[Stored items from a collection]
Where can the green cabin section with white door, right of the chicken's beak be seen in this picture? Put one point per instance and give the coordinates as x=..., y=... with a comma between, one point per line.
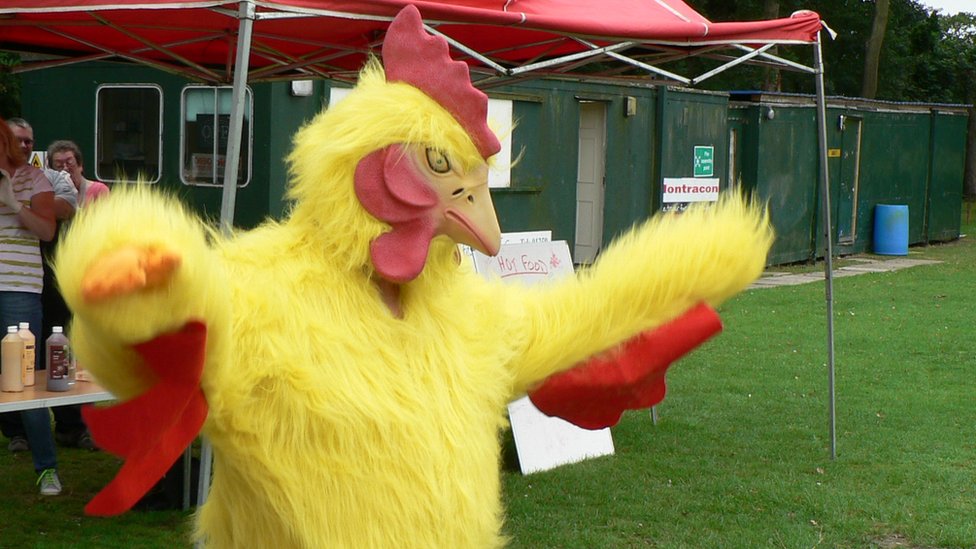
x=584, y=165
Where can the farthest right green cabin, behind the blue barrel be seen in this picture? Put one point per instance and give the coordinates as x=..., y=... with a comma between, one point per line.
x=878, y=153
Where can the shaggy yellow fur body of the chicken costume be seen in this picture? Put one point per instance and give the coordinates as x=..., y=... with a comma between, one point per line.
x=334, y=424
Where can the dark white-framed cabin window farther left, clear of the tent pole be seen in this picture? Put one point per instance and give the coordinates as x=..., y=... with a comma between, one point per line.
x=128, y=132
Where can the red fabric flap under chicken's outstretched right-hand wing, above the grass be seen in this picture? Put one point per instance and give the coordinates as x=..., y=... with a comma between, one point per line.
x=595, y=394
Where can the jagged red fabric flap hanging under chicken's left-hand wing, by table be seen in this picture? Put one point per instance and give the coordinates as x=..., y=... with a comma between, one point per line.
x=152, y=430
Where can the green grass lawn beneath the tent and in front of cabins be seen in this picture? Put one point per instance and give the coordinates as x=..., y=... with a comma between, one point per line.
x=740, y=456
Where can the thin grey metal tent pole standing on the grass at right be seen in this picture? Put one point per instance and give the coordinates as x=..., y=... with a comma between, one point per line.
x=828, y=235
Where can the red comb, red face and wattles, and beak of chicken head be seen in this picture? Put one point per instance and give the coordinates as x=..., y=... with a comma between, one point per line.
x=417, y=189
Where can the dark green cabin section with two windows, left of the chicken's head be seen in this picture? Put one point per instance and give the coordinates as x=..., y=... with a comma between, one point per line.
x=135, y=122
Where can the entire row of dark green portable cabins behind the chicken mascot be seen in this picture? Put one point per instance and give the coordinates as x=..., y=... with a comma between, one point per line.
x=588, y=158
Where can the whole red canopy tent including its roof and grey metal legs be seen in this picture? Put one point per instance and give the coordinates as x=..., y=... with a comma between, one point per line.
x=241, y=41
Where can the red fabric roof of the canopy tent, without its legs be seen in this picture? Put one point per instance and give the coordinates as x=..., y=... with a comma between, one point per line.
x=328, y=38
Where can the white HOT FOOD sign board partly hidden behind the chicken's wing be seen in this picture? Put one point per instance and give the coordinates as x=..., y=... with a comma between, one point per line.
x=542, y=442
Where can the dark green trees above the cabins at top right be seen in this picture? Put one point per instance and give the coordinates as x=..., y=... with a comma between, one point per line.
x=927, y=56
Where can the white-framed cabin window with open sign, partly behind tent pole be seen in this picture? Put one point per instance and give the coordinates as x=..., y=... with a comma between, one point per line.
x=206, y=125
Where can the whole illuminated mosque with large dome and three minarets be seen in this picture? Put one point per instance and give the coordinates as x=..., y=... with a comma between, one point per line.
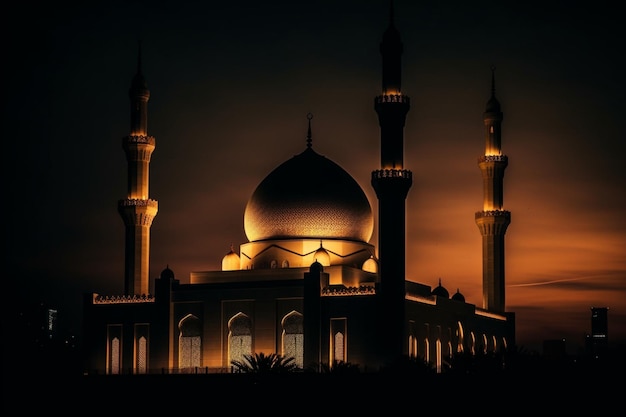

_Required action_
Your answer must be an exact transcription of the records above, minus the pictures.

_Answer to the exercise_
Where can the green cabin section with white door, right of the chicken's beak be seen in this picture? Put one point per instance and give the coordinates as x=..., y=... with a comma between, one point per line.
x=584, y=165
Where can the farthest right green cabin, behind the blue barrel be seen in this picture? Put one point per instance and give the coordinates as x=..., y=... with a comma between, one point per line.
x=878, y=153
Where can the shaggy yellow fur body of the chicken costume be seen in this picture? Put one point per instance and give the coordinates as x=..., y=... with a comma between, one point per line.
x=334, y=424
Where can the dark white-framed cabin window farther left, clear of the tent pole be seen in this picture? Put one point per instance and give the coordinates as x=..., y=... with a comma between, one point per line.
x=128, y=132
Where can the red fabric flap under chicken's outstretched right-hand wing, above the grass be seen in this picture? Put one point per instance and give the coordinates as x=..., y=... with a comma between, one point per line.
x=595, y=394
Where can the jagged red fabric flap hanging under chicken's left-hand wing, by table be seen in this picture? Put one point per instance and give the coordinates as x=..., y=... with a comma between, one point per line.
x=152, y=430
Where can the green grass lawn beneath the tent and in front of cabins be seen in this picture? Put one point per instance and give the coordinates as x=..., y=... with a comma between, one point per line.
x=740, y=456
Where can the thin grey metal tent pole standing on the grass at right be seen in this picture? Put one point per instance and give the coordinates as x=..., y=... with a comma between, one point per line.
x=828, y=235
Where can the red comb, red face and wattles, and beak of chicken head be seen in this picture? Put one point per instance and give the coordinates as x=..., y=... with a comma between, one point per line.
x=417, y=189
Where can the dark green cabin section with two windows, left of the chicken's head be seen in this picture? Put one point per instance and give the coordinates as x=..., y=... with a comma between, one point per line.
x=135, y=122
Where can the entire row of dark green portable cabins behind the chicken mascot be seen in this picture? Put one point per instance and give the coordinates as x=..., y=... with a comma between, one point per line.
x=588, y=158
Where can the whole red canopy tent including its roof and grey metal legs be seen in this picture? Put one point per instance and give the coordinates as x=..., y=... with a comma between, one point per line.
x=241, y=41
Where can the red fabric roof of the canopy tent, without its legs be seen in this picture? Put one point per instance and give the coordinates as x=..., y=... with a comma between, one point per line.
x=328, y=38
Where can the white HOT FOOD sign board partly hidden behind the chicken's wing be seen in this picture? Put one point per instance and give the coordinates as x=..., y=... with a comma between, one point per line.
x=542, y=442
Where can the dark green trees above the cabins at top right be seen in this picture? Put one point per instance and give the coordinates as x=..., y=... with a comma between, one point per line.
x=927, y=56
Where can the white-framed cabin window with open sign, partly behind tent pole be seen in this picture? Put one point per instance and give the coordinates as x=..., y=... with a comma between, one point per line.
x=206, y=125
Where can the whole illuminated mosque with large dome and three minarets be seen in this picture? Put one point per instance and give the coordinates as x=..., y=... with a comma between, one point per line.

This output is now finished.